_Input_
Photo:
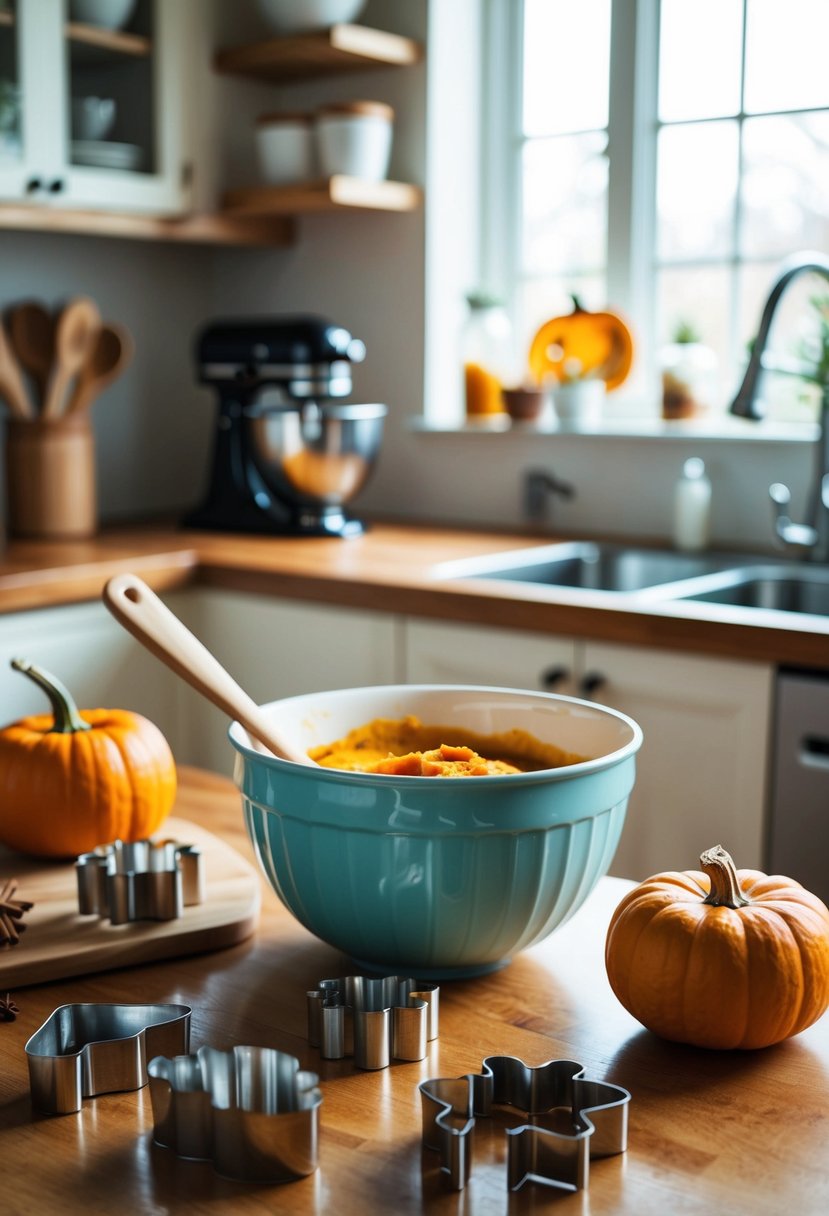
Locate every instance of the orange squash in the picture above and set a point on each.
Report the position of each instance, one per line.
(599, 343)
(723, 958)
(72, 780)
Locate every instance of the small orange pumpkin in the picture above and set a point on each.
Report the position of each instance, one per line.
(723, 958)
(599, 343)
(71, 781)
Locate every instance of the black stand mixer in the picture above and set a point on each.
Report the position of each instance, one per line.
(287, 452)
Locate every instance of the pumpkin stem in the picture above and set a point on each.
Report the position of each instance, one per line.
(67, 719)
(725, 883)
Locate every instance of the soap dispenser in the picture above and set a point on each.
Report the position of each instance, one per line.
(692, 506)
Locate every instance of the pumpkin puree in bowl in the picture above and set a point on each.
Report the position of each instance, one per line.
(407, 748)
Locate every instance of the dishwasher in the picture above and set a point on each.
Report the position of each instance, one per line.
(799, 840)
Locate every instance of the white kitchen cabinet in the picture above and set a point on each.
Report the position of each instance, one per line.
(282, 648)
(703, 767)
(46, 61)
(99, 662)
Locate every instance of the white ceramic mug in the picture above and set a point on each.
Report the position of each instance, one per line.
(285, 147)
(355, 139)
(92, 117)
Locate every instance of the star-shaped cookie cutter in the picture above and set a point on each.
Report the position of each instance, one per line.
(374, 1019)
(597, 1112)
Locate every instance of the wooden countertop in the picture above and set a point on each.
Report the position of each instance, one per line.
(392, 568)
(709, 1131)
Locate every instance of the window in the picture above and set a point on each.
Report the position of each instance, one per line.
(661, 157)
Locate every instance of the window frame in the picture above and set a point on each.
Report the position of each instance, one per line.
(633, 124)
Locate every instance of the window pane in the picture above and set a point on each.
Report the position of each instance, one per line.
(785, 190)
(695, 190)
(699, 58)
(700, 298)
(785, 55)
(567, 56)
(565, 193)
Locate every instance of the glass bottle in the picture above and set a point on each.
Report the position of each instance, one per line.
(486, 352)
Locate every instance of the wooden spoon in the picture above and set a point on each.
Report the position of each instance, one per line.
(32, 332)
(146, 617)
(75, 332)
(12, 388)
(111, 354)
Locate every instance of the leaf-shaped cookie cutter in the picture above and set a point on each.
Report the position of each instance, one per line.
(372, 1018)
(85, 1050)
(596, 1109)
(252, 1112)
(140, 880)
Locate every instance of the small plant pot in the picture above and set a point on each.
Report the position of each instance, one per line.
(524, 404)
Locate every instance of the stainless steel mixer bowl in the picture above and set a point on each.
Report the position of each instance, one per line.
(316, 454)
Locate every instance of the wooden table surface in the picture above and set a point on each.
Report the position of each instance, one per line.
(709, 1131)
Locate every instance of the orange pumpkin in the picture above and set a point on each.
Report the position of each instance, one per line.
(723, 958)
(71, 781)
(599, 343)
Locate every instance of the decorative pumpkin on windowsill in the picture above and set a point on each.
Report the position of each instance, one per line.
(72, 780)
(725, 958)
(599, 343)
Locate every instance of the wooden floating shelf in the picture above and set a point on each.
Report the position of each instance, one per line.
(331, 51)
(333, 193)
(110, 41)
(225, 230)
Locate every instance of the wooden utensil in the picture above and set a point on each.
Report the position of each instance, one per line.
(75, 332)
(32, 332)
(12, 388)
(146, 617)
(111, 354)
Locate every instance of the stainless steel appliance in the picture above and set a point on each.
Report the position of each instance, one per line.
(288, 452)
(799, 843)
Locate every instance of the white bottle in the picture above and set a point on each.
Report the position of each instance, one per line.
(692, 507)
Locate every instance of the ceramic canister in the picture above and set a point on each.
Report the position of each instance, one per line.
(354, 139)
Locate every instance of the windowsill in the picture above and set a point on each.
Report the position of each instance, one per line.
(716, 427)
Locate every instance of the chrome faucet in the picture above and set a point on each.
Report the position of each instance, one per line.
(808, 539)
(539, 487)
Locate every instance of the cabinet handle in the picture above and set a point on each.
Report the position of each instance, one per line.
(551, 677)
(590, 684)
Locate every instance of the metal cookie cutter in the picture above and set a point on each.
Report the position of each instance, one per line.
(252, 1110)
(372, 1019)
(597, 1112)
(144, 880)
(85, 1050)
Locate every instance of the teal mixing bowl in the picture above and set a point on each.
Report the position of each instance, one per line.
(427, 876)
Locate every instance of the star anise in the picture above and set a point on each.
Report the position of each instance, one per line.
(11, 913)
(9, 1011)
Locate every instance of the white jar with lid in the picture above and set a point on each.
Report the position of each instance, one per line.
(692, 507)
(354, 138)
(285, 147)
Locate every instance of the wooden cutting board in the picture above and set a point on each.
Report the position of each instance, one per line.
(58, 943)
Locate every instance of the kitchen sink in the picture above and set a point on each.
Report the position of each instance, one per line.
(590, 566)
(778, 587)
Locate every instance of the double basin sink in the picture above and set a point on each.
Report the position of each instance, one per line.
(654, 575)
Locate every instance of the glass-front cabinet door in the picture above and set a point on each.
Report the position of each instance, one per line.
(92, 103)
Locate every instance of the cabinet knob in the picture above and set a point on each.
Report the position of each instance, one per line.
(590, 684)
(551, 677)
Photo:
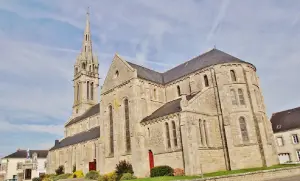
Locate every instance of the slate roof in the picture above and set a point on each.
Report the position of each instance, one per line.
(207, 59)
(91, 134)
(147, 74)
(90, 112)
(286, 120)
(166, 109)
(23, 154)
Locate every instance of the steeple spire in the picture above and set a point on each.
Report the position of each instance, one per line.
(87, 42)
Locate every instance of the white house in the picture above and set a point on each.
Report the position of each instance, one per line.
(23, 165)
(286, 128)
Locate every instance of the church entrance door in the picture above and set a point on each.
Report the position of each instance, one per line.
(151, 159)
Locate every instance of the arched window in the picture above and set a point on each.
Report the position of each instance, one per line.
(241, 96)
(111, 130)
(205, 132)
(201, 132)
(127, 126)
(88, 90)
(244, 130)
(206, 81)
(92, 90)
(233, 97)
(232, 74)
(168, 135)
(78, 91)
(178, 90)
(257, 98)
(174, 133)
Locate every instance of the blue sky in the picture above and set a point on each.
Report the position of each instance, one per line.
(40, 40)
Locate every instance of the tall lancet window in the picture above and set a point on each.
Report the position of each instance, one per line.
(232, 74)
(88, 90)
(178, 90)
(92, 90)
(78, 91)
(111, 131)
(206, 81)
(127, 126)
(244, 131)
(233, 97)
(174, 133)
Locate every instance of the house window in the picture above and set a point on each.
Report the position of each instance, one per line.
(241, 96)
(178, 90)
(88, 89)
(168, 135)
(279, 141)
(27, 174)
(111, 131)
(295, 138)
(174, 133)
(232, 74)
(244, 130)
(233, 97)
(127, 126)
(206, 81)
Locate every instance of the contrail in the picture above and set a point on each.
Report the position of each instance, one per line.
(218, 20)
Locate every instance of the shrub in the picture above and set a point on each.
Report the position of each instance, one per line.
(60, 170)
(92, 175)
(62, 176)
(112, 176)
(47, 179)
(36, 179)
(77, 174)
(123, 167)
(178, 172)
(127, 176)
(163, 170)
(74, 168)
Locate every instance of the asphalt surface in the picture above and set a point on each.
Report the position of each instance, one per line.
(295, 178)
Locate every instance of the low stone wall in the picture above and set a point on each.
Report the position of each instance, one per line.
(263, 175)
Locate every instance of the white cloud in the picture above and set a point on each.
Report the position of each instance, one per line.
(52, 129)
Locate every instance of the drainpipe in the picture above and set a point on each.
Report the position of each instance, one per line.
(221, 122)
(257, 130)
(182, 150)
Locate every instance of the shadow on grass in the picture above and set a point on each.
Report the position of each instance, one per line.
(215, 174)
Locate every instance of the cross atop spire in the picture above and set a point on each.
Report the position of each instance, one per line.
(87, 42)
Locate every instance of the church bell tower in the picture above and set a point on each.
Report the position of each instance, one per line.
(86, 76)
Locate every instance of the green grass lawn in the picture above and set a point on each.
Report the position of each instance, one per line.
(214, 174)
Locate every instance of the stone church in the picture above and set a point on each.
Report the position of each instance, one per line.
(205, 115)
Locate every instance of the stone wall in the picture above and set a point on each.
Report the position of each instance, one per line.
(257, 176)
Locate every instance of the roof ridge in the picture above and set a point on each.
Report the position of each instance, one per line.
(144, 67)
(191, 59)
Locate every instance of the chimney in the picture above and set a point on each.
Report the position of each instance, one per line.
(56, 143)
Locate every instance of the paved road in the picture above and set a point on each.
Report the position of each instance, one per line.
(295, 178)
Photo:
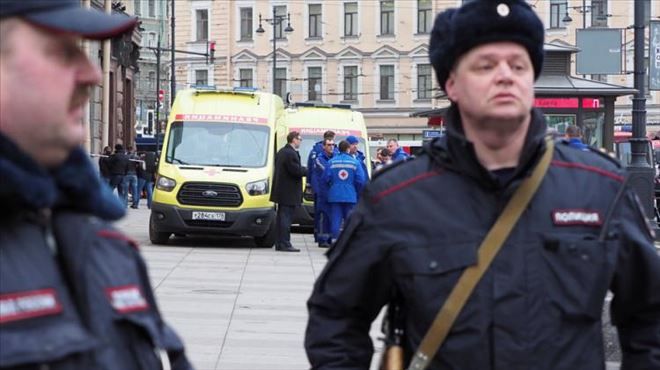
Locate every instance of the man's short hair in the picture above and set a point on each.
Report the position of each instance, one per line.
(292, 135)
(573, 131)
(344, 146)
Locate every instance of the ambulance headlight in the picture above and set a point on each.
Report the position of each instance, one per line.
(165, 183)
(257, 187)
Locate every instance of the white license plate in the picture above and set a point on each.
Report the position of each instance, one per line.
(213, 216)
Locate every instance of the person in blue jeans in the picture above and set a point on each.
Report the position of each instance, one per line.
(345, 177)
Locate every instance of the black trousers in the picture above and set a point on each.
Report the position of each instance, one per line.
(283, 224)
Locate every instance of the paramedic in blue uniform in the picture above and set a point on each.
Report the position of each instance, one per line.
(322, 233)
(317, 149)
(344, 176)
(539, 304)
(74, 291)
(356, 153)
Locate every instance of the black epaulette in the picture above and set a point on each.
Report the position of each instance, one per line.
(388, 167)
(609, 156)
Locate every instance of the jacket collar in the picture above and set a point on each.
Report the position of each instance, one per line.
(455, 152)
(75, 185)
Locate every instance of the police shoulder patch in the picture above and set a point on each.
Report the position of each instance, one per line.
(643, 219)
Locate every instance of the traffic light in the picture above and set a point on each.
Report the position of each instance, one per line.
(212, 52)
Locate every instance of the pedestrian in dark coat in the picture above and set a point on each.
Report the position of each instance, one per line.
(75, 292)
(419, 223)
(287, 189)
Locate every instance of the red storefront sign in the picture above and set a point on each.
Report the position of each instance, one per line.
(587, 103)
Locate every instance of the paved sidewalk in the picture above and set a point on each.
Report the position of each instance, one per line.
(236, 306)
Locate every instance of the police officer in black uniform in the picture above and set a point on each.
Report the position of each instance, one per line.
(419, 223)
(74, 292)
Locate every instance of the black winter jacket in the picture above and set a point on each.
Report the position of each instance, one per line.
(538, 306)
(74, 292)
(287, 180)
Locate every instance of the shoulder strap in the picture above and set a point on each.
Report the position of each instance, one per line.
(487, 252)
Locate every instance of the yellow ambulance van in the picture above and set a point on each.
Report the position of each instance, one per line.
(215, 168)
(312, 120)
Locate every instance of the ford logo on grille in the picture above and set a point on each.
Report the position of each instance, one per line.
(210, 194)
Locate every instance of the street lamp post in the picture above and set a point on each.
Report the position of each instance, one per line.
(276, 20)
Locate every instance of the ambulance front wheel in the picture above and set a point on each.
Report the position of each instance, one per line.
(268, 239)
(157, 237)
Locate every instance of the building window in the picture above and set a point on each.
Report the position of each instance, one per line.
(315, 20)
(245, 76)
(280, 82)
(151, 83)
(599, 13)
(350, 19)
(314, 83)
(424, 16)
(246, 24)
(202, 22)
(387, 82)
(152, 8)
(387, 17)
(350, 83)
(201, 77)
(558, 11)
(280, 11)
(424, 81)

_Instructions for the task_
Print the data word for word, from the line with "Locate every instance of the ambulance front" through the last line of the data.

_Result for this task_
Locate every instance of the ambulance front wheel in the picture above and set a point on each.
Report the position of each instance, one per line.
(268, 239)
(157, 237)
Locate every instance of the building window in the picture above and set a point on each.
Report the position of each instance, one per line.
(315, 20)
(245, 76)
(280, 82)
(151, 83)
(599, 13)
(350, 19)
(314, 83)
(424, 16)
(246, 24)
(202, 22)
(387, 82)
(152, 8)
(387, 17)
(350, 83)
(201, 77)
(558, 11)
(280, 11)
(424, 81)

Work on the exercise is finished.